■ Page excerpt

** Start **

This article is more than 4 years old.

Facebook is hiring a small team of journalists to help curate breaking news and repair its strained relationship with news publishers, the social media giant announced Tuesday. The company says it will employ journalists to select breaking news and top stories that will appear in its soon-to-be-launched feature called News Tab, rather than using algorithms to determine what is shared with its vast network of users.

With the move, Facebook is part of a growing trend in the tech industry. Apple, Google, Twitter, LinkedIn and Snapchat have all employed journalists to help their companies sort through the news and cozy up to news organizations.

Apple, for example, has used some form of human curation since its subscription Apple News app launched in 2015. In June 2017, the company hired former New York magazine executive editor Lauren Kern as the app’s editor-in-chief. Twitter has also employed some form of human news curation since 2015. 

Even with a team of in-house journalists, companies like Twitter continue to struggle in the fight against misinformation. On Monday, Twitter announced it will no longer accept advertising from state-controlled media, in large part as a response to the discovery that China ran a misinformation campaign to combat Hong Kong protesters. Facebook, facing similar scrutiny for the same Chinese misinformation campaign, said that employing journalists will help “surface more high quality news.

“Our goal with the News tab is to provide a personalized, highly relevant experience for people,” Campbell Brown, Facebook’s head of news partnerships said in a statement sent to Forbes. “The majority of stories people will see will appear in the tab via algorithmic selection. To start, for the Top News section of the tab we’re pulling together a small team of journalists to ensure we’re highlighting the right stories.”

Facebook says the team will take into account user controls, pages and publisher as well as the news that users interact with or share, and other unnamed signals from its vast network to personalize content. 

The company has been under pressure to mitigate its misinformation problem since it was revealed in 2016 that Russian operatives carried out a misinformation campaign in a “sweeping and systematic fashion” on the network, as it was described by special counsel Robert Mueller in his investigation into Russian interference in the 2016 presidential election.

The Mueller Report found that Russia spent $1.25 million per month on digital advertisements in an effort to sow discord in the U.S. and influence the presidential election. On Monday, Facebook came under fire for taking money from China to spread disinformation about Hong Kong protests.

The social media giant remains an important part of many Americans lives, much more than its rivals Twitter and Snapchat. According to Pew Research, about 69% of American adults use Facebook, and of those who use it, about 74% visit the site once a day. By comparison, only one in five U.S. adults (22%) use Twitter.

According to a survey conducted in 2018, about four in ten (43%) U.S. adults get at least some news from Facebook.

In January 2017, Facebook hired Campbell Brown, a former television news anchor, to lead its news partnerships team. She remains a key figure in easing the tension between large national news outlets—those who have historically provided an endless trove of free content for the social media giant—and the company.

Publishing executives have slammed Facebook for siphoning advertising revenue away from traditional news publishers while also demanding that those same companies provide content for free. Following years of backlash, the social media company is now trying to work with publishers to create a more even relationship.

Facebook’s news partnership program involves deals that are potentially worth millions of dollars. The Wall Street Journal reports that several news outlets including the Washington Post, Bloomberg, Dow Jones, and the New York Times have discussed receiving as much as $3 million per year to license news content.

The News Tab, which has not been publicly viewed, is being positioned in stark contrast to the company’s Trending Topics news section, which shut down in 2016 following increasing pressure from users.

In 2016, the tech website Gizmodo published an article alleging contractors hired to curate the now-defunct Trending Topics feed were actively suppressing conservative news stories. In a letter to Congress, Facebook said, “We could not reconstruct reliable data logs from before December 2014, so were unable to examine each of the reviewer decisions from that period,” thus suggesting that it may have very well suppressed conservative news when the tool first launched.

** End **

■ Information shown
** Start **

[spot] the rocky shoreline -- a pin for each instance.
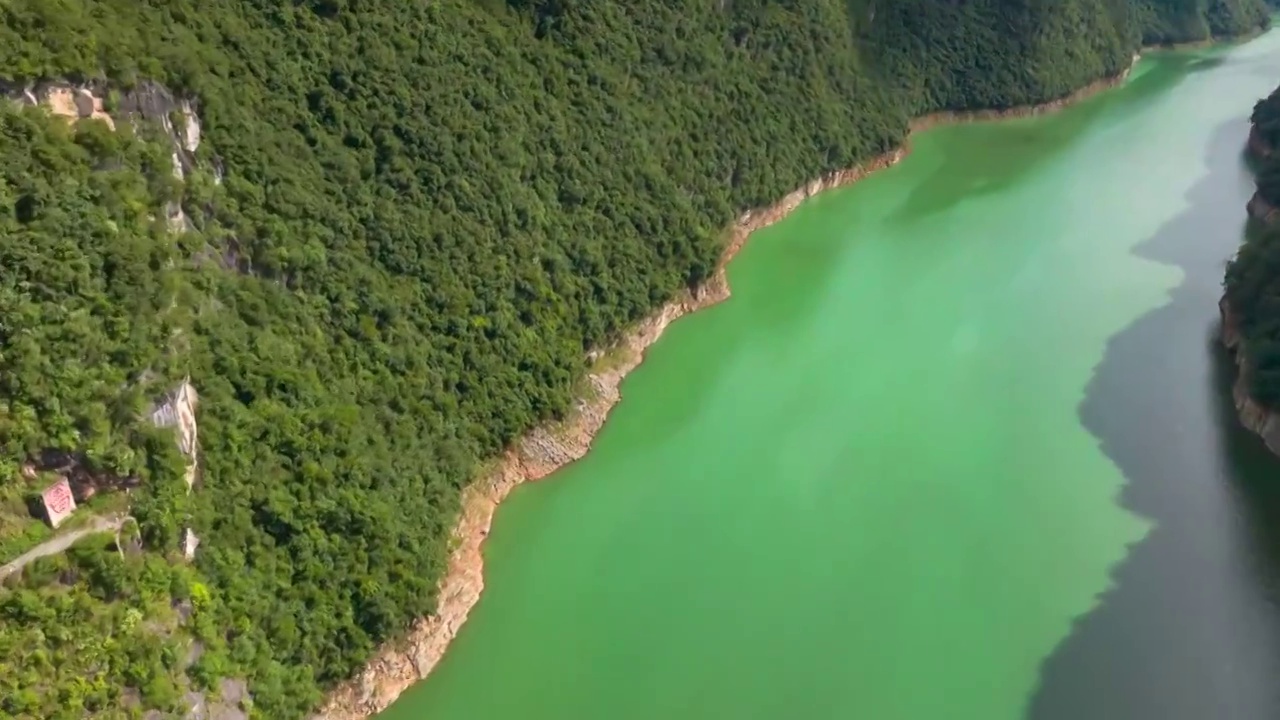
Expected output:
(401, 664)
(1256, 418)
(1253, 415)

** End **

■ What to do
a) In the Facebook news article, what share of U.S. adults get at least some news from Facebook, according to the 2018 survey?
b) List every news outlet that the Facebook news article says has discussed receiving as much as $3 million per year to license news content.

■ The replies
a) About four in ten (43%) U.S. adults.

b)
- Washington Post
- Bloomberg
- Dow Jones
- New York Times